Work to be completed >>
Each line from the one that has "# one point" through the end of the entries below must be written out exactly; leave out all other lines.

Available data >>
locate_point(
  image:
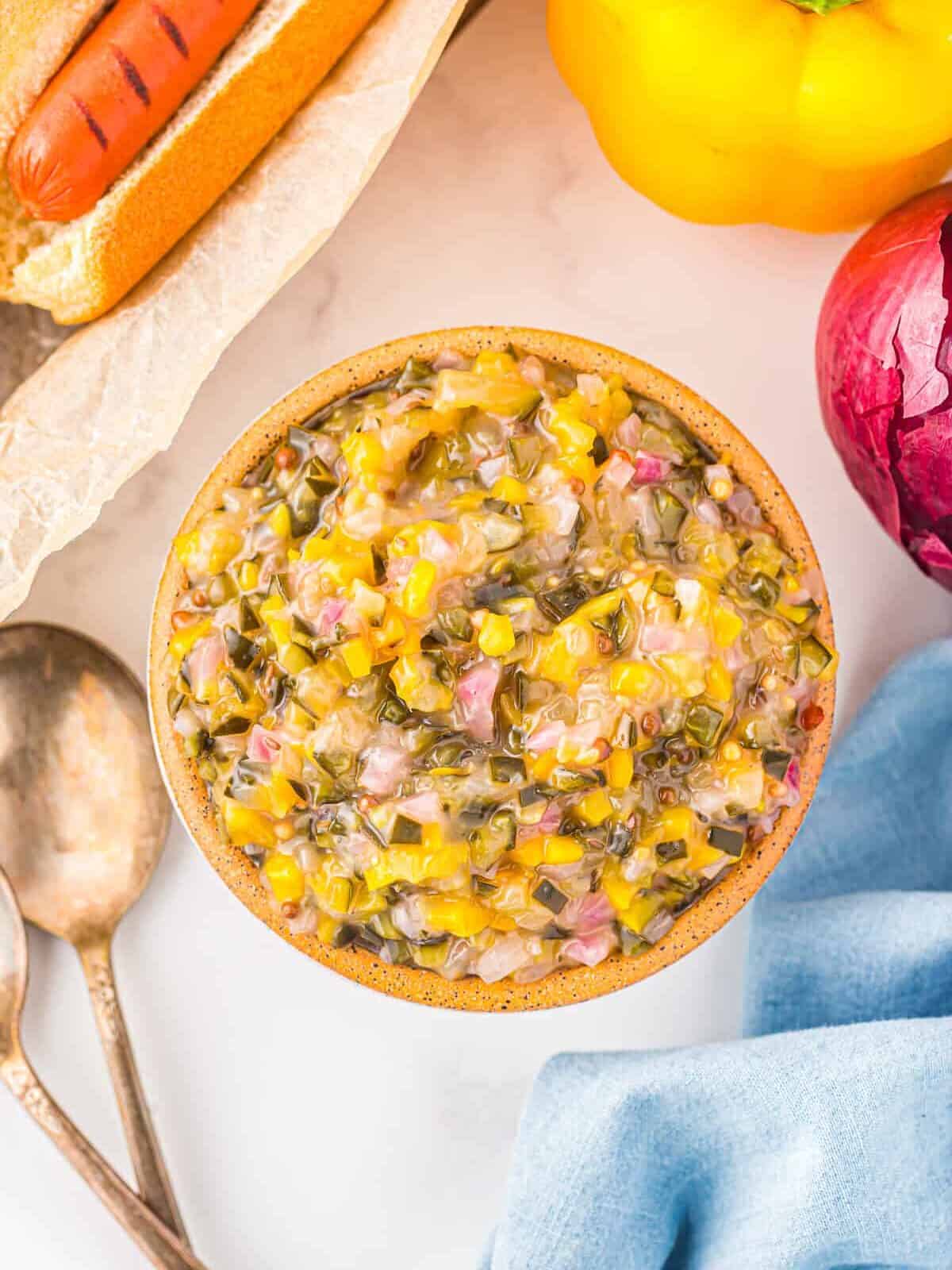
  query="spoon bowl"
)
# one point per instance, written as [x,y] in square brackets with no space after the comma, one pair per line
[83,821]
[83,810]
[13,971]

Task response >>
# one point per instance, written as [x,y] in square brackets with no space after the comma, one pair per line
[83,821]
[83,810]
[13,971]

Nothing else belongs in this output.